- [To do]
In the hardware excerpt, on which rails must the power supply have enough wattage to meet the CPU's requirements?

=== Excerpt to read ===

The Intel® Optane™ family offers a nice set NVMe solid state drives. These make use of 3D XPoint™ memory and are great to replace your existing hard drives. Intel® Optane™ SSD 900P Series offers low latency coupled with high IOPS. 

Power Supply Unit

There’s not much to say here. Investing in a PSU with a high rating for efficiency is always a good idea. This will also prolong the life and efficiency of your hardware. Do make sure that your PSU has enough connectors for all the components you are using. Also, the PSU should have enough wattage on the 12V rails to handle the requirements of the CPU. There are processors with C-states that might be incompatible with older PSUs so you should always check your CPU datasheet to know its wattage requirements and also check the PSU datasheet for compatibility with the processor family.

Motherboard

There are two major factors to take care of while selecting a motherboard. Firstly, make sure there are enough PCIe slots to connect all your devices and that it can support the devices you intend to use. Whether you are using GPUs or FPGAs such as the Intel® Stratix® 10, you need to ensure that there are enough PCIe lanes to satisfy the requirements of each add-in card. 

Computer case

Ensure that your case can contain the full-length add-in cards that have been inserted. It may be helpful to assemble the setup on trial, take some measurements and only then order a case. If you have a cooling rig, especially with water-cooling, you may need extra space for this as well. Nothing is worse than ordering the perfect case only to find that your parts simply won’t fit. If you’re getting a workstation motherboard then there are specialised cases which fit dual-socket motherboards and have plenty of mounting options to install water cooling components. 

Another note of caution - water-cooling rigs will not work well if any of the tubes are bent at awkward angles! This is extremely important and can be a major safety hazard. Ensure that your case is large enough to have clearance on these tubes. 

Getting started with Deep Learning

Now that your hands are literally dirty from assembling your rig, it’s time to get your hands metaphorically dirty with the stuff you came here for - deep learning.

=== Data rows ===

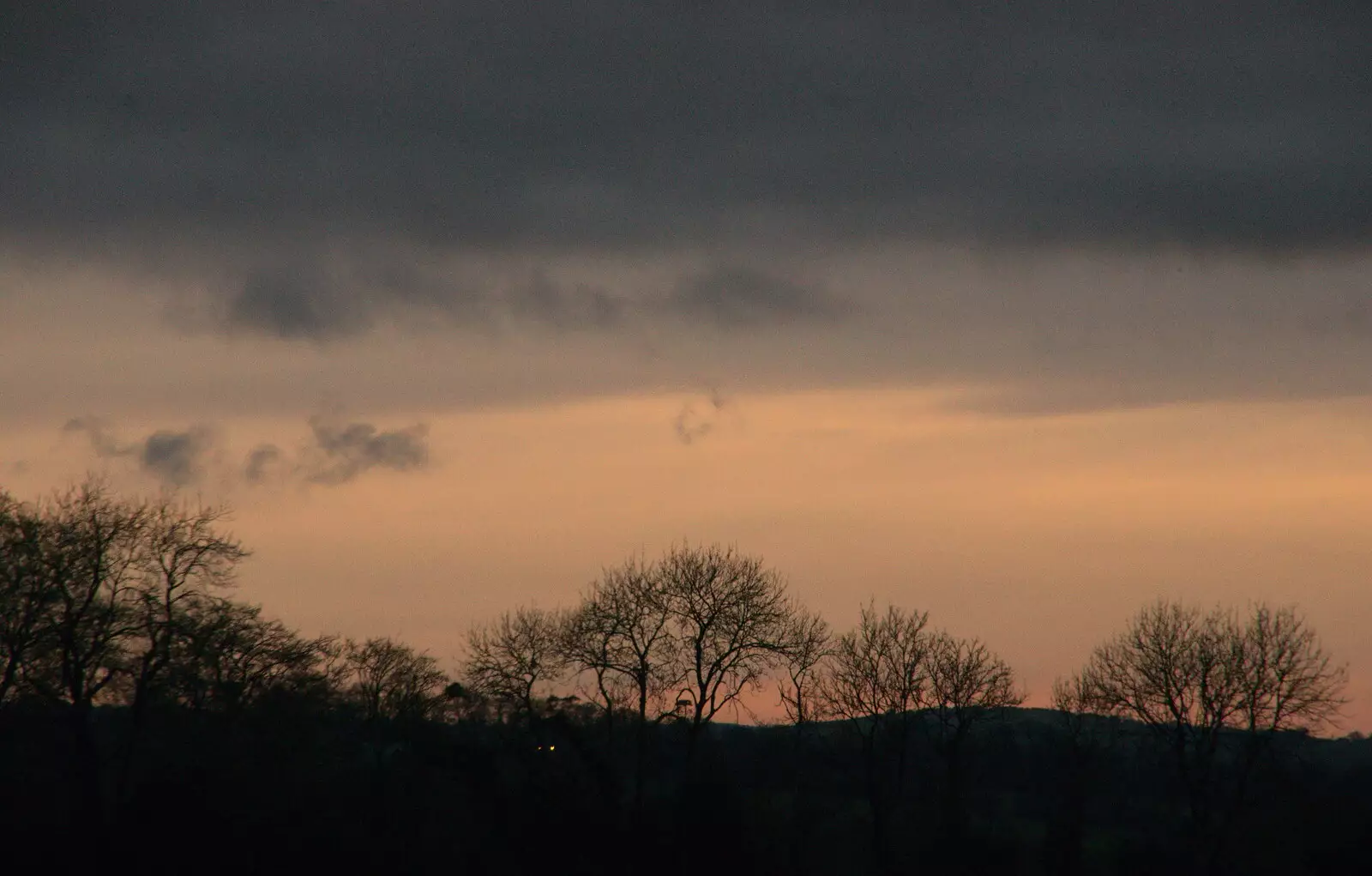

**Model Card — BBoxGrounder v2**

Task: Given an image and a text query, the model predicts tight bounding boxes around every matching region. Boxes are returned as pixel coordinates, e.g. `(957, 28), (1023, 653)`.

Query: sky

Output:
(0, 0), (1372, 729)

===
=== Data rows ===

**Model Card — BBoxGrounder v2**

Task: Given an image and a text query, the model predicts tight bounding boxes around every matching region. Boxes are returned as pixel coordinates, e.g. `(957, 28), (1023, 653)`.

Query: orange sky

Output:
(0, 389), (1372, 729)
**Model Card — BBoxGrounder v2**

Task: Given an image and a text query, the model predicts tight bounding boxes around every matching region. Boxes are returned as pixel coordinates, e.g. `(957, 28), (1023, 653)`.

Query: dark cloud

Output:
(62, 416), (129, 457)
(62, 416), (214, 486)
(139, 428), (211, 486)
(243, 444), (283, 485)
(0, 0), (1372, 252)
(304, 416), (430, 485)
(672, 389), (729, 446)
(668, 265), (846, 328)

===

- [Answer for this exercise]
The 12V rails.